Start of INPUT ROWS
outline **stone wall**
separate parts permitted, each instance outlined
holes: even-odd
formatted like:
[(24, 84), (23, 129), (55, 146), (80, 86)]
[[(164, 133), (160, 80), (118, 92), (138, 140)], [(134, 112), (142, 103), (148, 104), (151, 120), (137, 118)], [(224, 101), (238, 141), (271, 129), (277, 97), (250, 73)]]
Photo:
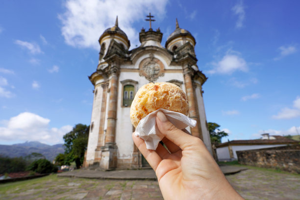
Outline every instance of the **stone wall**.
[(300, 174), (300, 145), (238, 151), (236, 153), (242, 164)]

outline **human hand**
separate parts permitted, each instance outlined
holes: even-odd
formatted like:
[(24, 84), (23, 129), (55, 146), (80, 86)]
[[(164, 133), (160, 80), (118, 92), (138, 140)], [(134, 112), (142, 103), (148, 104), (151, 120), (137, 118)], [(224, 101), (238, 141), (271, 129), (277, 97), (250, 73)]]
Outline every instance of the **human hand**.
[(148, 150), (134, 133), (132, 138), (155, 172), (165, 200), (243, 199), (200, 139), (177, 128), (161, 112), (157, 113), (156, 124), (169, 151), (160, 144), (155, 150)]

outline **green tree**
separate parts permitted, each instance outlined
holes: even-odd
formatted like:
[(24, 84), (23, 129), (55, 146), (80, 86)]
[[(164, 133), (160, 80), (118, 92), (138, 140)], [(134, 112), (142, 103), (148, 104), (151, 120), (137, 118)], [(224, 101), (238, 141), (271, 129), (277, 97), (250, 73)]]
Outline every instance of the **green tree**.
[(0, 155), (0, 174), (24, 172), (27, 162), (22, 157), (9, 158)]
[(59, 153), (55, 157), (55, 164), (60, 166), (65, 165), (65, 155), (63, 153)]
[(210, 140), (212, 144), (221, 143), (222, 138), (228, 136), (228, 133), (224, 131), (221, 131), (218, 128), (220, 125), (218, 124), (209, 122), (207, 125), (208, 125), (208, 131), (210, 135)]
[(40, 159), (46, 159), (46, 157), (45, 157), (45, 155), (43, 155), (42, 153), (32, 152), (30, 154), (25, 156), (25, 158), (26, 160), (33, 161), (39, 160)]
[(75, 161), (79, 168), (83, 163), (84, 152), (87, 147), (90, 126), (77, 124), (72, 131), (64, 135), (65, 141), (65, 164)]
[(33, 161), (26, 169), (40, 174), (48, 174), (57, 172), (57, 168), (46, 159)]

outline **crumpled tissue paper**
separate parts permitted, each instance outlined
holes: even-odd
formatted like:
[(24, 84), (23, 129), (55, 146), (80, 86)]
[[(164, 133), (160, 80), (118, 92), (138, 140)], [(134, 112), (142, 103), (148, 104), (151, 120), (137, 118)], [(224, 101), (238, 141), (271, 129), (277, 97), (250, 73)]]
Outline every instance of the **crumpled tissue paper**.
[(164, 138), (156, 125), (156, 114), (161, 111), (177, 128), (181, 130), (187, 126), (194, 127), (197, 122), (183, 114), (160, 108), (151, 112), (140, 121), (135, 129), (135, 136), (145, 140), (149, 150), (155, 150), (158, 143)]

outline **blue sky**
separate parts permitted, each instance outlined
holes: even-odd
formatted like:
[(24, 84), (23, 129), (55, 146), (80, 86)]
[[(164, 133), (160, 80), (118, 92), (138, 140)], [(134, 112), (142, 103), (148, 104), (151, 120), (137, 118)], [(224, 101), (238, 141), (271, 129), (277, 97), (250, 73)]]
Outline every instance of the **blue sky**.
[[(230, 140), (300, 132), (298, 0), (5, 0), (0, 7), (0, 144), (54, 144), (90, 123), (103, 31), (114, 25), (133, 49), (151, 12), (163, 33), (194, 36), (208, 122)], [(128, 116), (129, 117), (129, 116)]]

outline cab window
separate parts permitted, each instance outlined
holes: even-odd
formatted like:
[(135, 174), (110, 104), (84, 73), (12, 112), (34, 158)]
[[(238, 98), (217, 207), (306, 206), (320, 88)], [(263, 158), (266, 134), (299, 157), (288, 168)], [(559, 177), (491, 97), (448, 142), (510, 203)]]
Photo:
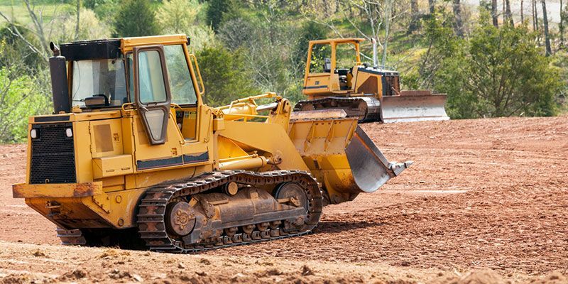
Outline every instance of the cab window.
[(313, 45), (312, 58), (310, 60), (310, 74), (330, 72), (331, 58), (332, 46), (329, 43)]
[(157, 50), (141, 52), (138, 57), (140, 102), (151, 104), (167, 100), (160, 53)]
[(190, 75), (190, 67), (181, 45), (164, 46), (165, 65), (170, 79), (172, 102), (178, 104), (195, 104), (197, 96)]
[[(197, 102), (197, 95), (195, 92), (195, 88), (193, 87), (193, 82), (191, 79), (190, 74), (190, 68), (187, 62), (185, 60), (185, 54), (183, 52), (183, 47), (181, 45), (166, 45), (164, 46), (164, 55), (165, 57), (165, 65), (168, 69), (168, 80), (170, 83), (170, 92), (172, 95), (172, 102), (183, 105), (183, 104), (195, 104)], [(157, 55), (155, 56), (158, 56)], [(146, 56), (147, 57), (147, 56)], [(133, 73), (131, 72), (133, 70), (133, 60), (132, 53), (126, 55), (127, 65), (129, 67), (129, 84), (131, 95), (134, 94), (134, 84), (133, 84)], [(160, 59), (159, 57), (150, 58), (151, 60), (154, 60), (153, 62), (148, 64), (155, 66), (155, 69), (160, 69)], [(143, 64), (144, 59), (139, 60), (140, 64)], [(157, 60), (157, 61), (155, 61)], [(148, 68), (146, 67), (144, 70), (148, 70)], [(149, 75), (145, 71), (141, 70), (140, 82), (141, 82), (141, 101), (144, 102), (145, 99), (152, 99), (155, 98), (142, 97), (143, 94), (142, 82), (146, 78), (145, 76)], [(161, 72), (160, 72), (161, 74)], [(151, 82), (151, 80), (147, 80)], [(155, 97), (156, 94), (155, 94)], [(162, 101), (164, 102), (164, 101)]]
End of INPUT ROWS
▶ **DESCRIPTION OF THE TASK**:
Reproduce the material verbatim, from its first line through the line containing "[(300, 174), (300, 145), (238, 151), (236, 153), (242, 164)]", with both ends included. Omit the picture from your copy.

▶ **EXERCISE RESULT**:
outline **stone wall**
separate parts permitted, each instance outlined
holes: even-odd
formatted like:
[(24, 84), (23, 129), (55, 146), (80, 86)]
[[(164, 133), (160, 80), (118, 92), (138, 140)], [(134, 112), (142, 103), (148, 104), (151, 120), (137, 118)], [(224, 101), (238, 141), (271, 129), (277, 97), (250, 73)]]
Photo:
Outline every instance of the **stone wall**.
[(300, 174), (300, 145), (238, 151), (236, 153), (242, 164)]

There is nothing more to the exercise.